EXERCISE PROMPT: Arrange the material, starting with the line containing "200L173 246L178 247L187" and continuing through the line containing "positive clicks: (177, 193)", as a Markdown table with the columns Row and Line, numbering each row and omitting blank lines.
● ● ● ●
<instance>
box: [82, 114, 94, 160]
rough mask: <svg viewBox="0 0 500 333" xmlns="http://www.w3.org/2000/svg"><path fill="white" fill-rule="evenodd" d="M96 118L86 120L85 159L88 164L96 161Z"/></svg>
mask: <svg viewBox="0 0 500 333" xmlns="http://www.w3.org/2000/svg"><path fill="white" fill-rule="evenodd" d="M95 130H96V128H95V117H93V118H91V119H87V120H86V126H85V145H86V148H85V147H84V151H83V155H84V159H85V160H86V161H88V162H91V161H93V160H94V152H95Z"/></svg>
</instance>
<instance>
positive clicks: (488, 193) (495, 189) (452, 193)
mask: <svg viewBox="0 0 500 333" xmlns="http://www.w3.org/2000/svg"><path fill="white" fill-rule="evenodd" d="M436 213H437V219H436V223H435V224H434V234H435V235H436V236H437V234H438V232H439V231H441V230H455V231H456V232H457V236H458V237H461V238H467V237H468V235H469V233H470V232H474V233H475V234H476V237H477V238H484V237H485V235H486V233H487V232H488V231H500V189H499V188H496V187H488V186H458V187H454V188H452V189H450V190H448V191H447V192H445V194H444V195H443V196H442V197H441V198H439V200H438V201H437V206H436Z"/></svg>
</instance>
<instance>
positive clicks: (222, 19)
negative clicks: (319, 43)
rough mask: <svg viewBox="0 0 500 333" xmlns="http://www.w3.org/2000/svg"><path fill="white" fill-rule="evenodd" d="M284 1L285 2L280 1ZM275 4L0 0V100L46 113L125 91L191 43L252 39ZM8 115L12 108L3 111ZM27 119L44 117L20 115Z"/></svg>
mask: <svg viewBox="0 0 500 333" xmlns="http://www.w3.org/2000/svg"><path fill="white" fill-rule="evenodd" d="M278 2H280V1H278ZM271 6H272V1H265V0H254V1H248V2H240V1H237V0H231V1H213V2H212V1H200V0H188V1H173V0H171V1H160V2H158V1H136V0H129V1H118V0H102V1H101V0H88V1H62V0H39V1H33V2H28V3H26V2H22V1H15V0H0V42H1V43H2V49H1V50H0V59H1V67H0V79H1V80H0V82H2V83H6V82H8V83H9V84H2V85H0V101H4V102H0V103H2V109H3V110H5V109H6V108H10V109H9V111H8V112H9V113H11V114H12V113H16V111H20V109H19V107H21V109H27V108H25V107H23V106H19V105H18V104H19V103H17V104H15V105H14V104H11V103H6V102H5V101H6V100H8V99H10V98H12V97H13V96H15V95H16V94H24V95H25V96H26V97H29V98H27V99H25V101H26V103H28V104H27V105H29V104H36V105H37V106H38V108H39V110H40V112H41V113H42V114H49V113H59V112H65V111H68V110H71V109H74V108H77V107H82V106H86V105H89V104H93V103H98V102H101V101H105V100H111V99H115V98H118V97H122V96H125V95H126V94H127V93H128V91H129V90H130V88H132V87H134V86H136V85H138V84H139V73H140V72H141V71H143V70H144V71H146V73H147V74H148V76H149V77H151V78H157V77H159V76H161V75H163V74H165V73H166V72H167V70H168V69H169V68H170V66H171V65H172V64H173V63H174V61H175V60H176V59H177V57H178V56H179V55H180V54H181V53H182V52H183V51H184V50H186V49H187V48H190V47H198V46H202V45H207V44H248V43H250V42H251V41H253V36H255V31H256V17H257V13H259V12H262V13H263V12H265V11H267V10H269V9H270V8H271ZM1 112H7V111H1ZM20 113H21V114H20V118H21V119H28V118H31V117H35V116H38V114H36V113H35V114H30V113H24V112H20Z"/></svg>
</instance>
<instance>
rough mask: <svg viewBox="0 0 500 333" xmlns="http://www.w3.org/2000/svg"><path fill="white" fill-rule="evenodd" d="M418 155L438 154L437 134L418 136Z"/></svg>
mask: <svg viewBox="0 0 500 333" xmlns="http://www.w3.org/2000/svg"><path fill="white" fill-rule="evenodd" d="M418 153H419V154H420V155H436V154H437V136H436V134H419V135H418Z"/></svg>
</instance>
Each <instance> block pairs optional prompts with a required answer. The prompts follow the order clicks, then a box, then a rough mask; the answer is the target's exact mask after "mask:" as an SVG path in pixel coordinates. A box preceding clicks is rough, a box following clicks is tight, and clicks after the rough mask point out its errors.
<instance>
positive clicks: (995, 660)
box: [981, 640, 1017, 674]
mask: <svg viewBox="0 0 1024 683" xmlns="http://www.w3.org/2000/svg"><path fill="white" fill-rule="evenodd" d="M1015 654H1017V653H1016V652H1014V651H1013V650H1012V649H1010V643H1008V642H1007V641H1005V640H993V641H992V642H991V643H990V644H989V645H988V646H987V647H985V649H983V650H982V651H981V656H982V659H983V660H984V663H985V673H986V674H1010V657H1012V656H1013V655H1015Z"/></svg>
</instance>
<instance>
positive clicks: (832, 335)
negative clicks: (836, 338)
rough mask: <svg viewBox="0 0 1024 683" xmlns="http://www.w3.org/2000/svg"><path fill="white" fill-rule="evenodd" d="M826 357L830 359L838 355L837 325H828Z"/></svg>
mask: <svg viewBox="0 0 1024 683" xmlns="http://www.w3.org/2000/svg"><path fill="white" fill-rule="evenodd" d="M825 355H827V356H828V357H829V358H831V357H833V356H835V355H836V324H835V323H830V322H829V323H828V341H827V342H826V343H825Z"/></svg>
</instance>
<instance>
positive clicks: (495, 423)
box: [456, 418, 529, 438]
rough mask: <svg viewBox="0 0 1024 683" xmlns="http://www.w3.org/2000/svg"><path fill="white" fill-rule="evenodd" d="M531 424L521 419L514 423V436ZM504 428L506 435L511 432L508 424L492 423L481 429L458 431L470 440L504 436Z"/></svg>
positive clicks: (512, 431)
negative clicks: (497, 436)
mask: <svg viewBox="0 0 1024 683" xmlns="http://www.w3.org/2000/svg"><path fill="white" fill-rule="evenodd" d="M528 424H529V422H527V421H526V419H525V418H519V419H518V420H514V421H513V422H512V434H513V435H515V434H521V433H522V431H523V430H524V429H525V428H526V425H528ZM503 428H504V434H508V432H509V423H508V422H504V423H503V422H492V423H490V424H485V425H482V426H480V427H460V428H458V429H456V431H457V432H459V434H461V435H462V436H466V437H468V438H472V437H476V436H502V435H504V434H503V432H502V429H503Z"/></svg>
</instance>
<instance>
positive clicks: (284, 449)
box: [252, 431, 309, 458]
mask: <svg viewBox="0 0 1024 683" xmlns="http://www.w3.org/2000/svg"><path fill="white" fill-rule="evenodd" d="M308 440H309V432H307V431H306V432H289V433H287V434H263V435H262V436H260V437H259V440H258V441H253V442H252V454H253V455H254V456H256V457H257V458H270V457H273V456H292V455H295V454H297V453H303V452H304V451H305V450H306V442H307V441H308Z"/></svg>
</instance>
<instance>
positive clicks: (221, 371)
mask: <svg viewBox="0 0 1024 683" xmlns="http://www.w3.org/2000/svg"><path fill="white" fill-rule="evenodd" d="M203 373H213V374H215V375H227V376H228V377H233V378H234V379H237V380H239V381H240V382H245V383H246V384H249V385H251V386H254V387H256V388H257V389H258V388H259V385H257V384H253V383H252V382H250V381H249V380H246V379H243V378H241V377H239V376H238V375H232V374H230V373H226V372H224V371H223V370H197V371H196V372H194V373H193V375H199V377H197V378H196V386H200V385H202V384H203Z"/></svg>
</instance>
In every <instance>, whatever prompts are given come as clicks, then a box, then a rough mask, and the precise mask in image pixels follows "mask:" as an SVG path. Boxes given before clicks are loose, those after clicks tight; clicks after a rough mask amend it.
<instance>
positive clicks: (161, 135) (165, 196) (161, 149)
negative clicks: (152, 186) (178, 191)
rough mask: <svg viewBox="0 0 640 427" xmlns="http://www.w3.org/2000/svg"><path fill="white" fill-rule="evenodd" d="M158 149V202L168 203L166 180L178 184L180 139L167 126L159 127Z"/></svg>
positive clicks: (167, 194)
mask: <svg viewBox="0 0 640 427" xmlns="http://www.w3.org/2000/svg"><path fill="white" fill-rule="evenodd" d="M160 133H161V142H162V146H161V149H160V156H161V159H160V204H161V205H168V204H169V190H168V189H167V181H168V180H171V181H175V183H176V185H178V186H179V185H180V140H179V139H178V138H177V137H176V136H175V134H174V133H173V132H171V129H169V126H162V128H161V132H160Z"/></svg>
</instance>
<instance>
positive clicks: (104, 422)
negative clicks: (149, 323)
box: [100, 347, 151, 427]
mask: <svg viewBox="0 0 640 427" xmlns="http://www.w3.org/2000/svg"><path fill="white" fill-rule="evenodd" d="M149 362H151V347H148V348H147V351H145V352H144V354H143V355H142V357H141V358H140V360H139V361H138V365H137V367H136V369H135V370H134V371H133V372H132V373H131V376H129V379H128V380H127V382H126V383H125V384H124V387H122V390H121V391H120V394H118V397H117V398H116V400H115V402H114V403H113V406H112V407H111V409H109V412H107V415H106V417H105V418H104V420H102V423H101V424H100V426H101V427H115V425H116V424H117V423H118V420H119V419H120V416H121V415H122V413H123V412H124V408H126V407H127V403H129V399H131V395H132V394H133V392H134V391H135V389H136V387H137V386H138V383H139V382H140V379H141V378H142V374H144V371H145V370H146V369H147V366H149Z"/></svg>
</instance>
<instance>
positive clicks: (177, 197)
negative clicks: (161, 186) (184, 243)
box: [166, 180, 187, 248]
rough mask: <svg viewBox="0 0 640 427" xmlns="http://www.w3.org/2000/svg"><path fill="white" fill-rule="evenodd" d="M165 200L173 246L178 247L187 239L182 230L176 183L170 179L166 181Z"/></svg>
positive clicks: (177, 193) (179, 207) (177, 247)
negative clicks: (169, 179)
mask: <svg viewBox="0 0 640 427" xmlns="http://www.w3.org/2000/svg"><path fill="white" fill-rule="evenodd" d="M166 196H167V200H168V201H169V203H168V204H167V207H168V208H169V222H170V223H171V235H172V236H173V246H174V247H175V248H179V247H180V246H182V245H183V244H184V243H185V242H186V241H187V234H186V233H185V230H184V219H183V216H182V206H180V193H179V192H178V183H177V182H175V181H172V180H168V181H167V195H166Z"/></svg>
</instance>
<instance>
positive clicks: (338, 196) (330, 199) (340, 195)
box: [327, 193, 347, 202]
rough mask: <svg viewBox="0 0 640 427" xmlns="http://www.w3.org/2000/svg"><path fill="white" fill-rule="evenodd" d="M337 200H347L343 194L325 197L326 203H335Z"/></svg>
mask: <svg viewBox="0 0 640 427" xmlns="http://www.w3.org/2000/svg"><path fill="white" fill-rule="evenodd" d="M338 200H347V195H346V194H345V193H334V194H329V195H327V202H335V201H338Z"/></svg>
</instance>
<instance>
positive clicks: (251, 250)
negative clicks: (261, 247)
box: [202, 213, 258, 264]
● ● ● ●
RESPONSE AREA:
| Row | Line |
|---|---|
| 1 | rough mask: <svg viewBox="0 0 640 427" xmlns="http://www.w3.org/2000/svg"><path fill="white" fill-rule="evenodd" d="M165 200L173 246L178 247L187 239L182 230L176 183L170 179L166 181Z"/></svg> |
| 2 | positive clicks: (177, 193) (179, 207) (177, 247) |